文書抜粋:
「児童生徒の問題行動」と言われると、どんなことを想像されますか?
"もん‐だい【問題】"の意味には、「課題」「困った事柄」といったものもあります。
文部科学省は毎年、全国の小学校、中学校、高等学校、特別支援学校を対象に「児童生徒の問題行動等生徒指導上の諸問題に関する調査」を実施しています。
この「問題行動」として調査する具体的な内容は「暴力行為、いじめ、不登校、自殺等の状況等や、高等学校における中途退学者について」です。目的は、「生徒指導上の諸問題の現状を把握することにより、今後の施策の推進に資する」としています。
例えば、文京区教育委員会が発表している調査結果は、以下の通りです。
平成27年度 児童・生徒の問題行動等に関する状況について
http://www.city.bunkyo.lg.jp/var/rev0/0121/0793/siryou_5.pdf
私は、まずこの調査のタイトルに、違和感を覚えます。
文科省がこの7月にまとめた「不登校児童生徒への支援に関する最終報告」には、以下のように明記されています。
不登校とは、多様な要因・背景により、結果として不登校状態になっているということであり、その行為を「問題行動」と判断してはいけない。
このように、文科省がまとめた報告書で、不登校を「問題行動」と判断しないことの周知を進めることを打ち出しながら、一方では、問題行動の一つとして「不登校」をあげて調査を行っていることに矛盾を感じます。
病気などによる長期欠席を「問題行動」とし、暴力行為と同列に調査がされていることもまた、問題を感じます。
そもそもが、暴力行為にしても、単純に「問題行動」という切り口で対処して良いのか疑問を持ちます。
個々の暴力行為の背景には、児童生徒の抱える様々な課題、個人を取り巻く家庭、学校、社会環境などの要因があるものと考えられる
<暴力行為のない学校づくりについて(報告書)より>
暴力行為をした子自身が、困っている子であるという目線が、実は、とても重要なのだと思います。
例えば、相手の気持ちが分からない、自分の思いを伝えられない、自分の感情を抑えられないといった、自分でも困っている児童生徒への理解が不十分であるために「教職員や周囲からの指導・援助が不適切なものになり、暴力行為に至る事例も見られる」との報告もあります。
いじめについても同様で、いじめる側の子ども自身も何らかの問題を抱え、そのことがいじめにつながる要因になっている場合も多いとのことですので、いじめる側も、実は、支援を要している子どもであるという認識をもって、解決にあたるべきです。
「児童生徒の問題行動の調査」ではなく、「児童生徒の要支援行動の調査」のようにタイトルを変えてほしいと思います。

課題:
#1 以下の記述(a)〜(c)が児童生徒の問題行動に関する文書抜粋の内容と合致するか、それぞれ「はい」または「いいえ」で答え、判断の根拠となる本文の語句を正確に引用してください。(a) 文部科学省の調査は特別支援学校も対象としている。(b) 高等学校における中途退学者は調査の内容に含まれていない。(c) 筆者は調査のタイトルを「児童生徒の要支援行動の調査」のように変えてほしいと述べている。
#2 文書抜粋によれば、文部科学省は調査の目的を何としていますか。

データファイルの一部:

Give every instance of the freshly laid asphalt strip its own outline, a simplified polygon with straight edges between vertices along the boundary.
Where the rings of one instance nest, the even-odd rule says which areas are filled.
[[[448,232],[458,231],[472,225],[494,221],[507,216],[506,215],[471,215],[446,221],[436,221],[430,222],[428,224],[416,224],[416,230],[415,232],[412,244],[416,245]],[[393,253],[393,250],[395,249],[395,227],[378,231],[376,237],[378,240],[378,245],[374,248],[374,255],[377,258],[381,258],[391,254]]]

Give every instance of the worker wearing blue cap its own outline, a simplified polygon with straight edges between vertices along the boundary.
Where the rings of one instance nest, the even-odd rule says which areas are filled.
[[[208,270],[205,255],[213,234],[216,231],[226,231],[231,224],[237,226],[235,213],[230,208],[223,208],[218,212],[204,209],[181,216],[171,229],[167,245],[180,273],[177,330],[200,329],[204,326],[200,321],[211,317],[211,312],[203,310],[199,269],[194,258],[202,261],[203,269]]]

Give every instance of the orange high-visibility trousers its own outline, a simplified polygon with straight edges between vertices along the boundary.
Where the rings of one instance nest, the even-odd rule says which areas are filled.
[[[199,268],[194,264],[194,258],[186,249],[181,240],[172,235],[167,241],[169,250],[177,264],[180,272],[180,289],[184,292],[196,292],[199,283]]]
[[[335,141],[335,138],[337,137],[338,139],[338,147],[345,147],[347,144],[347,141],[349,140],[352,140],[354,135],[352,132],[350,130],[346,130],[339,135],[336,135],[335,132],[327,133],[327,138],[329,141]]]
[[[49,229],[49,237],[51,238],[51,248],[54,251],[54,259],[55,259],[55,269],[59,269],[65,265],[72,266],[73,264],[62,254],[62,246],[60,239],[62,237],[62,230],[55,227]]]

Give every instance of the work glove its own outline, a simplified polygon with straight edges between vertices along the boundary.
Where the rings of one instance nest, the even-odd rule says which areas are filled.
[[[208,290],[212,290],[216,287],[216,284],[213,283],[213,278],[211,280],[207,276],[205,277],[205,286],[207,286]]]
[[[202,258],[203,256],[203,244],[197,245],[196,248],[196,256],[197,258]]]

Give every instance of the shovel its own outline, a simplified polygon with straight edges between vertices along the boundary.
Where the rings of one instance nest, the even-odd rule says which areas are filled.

解答一覧:
#1
(a) はい。「全国の小学校、中学校、高等学校、特別支援学校を対象に」
(b) いいえ。「高等学校における中途退学者について」
(c) はい。「「児童生徒の要支援行動の調査」のようにタイトルを変えてほしいと思います」

#2 生徒指導上の諸問題の現状を把握することにより、今後の施策の推進に資することです。